Objective: Rewrite the lines from the start through the line containing "485, 738, 544]]", swapping "chrome emblem" for "chrome badge" and leaving everything else as it is.

Provided data:
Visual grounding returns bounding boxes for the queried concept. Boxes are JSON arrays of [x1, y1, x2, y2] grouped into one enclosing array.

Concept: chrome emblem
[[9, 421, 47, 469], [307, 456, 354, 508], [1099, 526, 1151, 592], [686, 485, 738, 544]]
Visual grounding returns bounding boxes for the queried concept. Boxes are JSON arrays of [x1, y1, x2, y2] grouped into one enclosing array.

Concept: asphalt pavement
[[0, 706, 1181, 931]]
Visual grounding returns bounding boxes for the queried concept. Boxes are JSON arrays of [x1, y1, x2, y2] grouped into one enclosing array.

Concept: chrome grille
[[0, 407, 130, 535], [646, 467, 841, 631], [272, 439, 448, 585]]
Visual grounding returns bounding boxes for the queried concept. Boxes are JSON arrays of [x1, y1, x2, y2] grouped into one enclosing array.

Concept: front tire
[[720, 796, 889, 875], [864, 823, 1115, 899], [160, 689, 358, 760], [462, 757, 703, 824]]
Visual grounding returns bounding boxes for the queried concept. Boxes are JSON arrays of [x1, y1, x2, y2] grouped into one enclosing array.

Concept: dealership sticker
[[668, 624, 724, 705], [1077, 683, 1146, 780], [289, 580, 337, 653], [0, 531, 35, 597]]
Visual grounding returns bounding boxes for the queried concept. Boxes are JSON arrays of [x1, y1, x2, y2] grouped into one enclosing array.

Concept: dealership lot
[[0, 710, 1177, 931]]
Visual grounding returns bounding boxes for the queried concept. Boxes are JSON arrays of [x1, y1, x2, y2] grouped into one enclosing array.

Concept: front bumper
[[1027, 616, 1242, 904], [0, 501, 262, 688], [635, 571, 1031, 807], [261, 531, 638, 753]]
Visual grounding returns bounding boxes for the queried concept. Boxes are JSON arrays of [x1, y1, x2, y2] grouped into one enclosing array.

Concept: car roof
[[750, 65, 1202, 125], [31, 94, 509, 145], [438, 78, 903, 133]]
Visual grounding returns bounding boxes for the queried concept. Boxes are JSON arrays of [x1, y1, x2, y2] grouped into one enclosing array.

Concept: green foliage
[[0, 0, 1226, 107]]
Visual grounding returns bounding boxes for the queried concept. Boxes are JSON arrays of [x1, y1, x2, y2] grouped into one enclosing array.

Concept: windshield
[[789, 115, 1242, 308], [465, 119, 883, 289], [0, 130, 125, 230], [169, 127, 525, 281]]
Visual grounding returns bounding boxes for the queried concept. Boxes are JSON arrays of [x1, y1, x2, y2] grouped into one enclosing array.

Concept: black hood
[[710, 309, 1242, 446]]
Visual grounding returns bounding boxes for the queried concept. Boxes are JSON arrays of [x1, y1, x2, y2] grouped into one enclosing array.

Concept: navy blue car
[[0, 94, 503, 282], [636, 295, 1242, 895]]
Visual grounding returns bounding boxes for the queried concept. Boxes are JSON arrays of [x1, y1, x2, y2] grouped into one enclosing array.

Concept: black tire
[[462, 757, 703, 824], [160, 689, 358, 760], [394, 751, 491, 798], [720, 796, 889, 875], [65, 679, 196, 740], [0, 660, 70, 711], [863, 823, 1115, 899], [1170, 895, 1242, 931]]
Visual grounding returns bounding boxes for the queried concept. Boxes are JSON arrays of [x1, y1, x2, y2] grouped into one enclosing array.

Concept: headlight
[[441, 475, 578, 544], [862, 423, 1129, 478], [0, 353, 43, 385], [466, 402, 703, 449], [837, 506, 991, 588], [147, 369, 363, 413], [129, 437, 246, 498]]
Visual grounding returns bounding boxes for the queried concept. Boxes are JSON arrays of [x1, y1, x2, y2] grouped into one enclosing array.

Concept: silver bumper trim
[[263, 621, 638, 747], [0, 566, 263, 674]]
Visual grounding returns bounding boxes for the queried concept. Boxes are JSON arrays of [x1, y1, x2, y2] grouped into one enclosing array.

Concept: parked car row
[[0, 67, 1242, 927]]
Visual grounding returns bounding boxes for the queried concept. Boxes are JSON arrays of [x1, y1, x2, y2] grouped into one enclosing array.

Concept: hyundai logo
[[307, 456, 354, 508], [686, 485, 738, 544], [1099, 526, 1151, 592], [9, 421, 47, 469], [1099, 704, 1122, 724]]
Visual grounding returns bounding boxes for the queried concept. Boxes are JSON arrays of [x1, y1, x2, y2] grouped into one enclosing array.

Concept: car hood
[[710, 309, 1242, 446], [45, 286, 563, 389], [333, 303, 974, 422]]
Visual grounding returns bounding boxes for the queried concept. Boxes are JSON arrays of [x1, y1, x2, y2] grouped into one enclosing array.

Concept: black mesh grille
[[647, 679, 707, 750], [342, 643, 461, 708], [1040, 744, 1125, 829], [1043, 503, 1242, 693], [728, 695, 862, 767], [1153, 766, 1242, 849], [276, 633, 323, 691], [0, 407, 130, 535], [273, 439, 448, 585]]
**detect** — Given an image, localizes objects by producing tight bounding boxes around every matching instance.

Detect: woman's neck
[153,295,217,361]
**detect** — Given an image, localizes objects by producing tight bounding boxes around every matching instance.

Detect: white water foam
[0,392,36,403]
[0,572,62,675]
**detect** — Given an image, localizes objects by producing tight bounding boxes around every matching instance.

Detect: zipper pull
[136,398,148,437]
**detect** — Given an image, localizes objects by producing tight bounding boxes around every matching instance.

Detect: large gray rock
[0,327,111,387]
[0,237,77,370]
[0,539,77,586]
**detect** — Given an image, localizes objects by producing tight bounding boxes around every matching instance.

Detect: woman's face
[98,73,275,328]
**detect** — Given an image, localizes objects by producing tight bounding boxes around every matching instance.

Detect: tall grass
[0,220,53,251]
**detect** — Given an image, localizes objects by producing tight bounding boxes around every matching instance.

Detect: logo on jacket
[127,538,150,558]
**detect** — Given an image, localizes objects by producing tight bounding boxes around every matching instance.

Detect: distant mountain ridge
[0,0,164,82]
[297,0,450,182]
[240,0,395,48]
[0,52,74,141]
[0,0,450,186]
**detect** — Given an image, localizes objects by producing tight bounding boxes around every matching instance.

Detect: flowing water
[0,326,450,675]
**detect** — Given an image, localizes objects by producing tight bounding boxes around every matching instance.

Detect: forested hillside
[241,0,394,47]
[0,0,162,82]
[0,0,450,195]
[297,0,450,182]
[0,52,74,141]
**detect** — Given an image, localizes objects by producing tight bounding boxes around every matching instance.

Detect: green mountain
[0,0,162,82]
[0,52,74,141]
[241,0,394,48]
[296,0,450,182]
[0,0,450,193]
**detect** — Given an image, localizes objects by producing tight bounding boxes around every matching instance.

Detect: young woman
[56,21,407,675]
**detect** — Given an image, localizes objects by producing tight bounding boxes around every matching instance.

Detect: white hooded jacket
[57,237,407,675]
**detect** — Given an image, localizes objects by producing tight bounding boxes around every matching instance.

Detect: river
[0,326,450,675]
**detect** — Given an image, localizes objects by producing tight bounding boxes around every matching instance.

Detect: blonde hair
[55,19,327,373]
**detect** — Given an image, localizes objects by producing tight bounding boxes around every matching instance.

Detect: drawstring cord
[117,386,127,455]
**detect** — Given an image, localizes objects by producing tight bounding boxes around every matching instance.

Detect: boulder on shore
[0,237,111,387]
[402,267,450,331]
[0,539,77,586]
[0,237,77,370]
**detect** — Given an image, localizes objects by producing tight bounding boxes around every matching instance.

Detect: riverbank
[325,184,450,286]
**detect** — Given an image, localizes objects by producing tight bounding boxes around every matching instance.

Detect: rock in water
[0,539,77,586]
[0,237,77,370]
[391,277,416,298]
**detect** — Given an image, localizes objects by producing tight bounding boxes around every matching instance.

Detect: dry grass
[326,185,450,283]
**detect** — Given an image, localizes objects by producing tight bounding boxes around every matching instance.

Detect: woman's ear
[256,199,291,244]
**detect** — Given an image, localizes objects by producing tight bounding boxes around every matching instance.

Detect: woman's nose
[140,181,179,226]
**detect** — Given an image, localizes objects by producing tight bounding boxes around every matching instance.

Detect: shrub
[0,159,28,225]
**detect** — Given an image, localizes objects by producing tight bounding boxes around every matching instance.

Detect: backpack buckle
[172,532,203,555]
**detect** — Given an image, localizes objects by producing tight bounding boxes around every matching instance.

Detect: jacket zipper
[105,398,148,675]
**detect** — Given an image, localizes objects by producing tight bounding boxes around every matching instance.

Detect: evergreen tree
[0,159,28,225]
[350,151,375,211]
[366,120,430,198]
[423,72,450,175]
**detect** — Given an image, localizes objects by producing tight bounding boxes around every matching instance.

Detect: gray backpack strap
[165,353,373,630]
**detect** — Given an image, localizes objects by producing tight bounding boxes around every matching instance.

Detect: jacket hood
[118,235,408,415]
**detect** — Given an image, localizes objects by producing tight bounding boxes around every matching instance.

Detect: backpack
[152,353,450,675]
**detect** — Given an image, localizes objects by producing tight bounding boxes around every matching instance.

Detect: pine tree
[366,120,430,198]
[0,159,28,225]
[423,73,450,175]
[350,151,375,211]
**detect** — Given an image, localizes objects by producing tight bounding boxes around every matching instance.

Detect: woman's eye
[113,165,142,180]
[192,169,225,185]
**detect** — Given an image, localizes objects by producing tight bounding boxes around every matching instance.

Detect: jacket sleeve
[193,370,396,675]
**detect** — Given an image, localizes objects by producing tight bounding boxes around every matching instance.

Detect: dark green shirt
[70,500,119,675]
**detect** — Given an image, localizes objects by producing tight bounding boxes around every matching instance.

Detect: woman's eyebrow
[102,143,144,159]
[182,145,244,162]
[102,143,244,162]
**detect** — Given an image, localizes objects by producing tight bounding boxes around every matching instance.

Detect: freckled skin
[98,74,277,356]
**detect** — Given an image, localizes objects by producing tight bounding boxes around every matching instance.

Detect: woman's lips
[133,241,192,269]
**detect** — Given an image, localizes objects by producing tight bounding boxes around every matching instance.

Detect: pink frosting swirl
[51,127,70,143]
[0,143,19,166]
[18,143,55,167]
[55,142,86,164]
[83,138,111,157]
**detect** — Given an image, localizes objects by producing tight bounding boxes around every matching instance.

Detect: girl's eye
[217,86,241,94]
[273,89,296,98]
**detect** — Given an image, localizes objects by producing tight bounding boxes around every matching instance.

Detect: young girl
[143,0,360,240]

Solution:
Visual grounding returns bounding boxes for the queried concept. Boxes are JSON arrays of [x1, y1, x2, y2] grouped into one enclosing array.

Concept: chrome badge
[[9, 421, 47, 469], [307, 456, 354, 508], [1099, 526, 1151, 592], [686, 485, 738, 544]]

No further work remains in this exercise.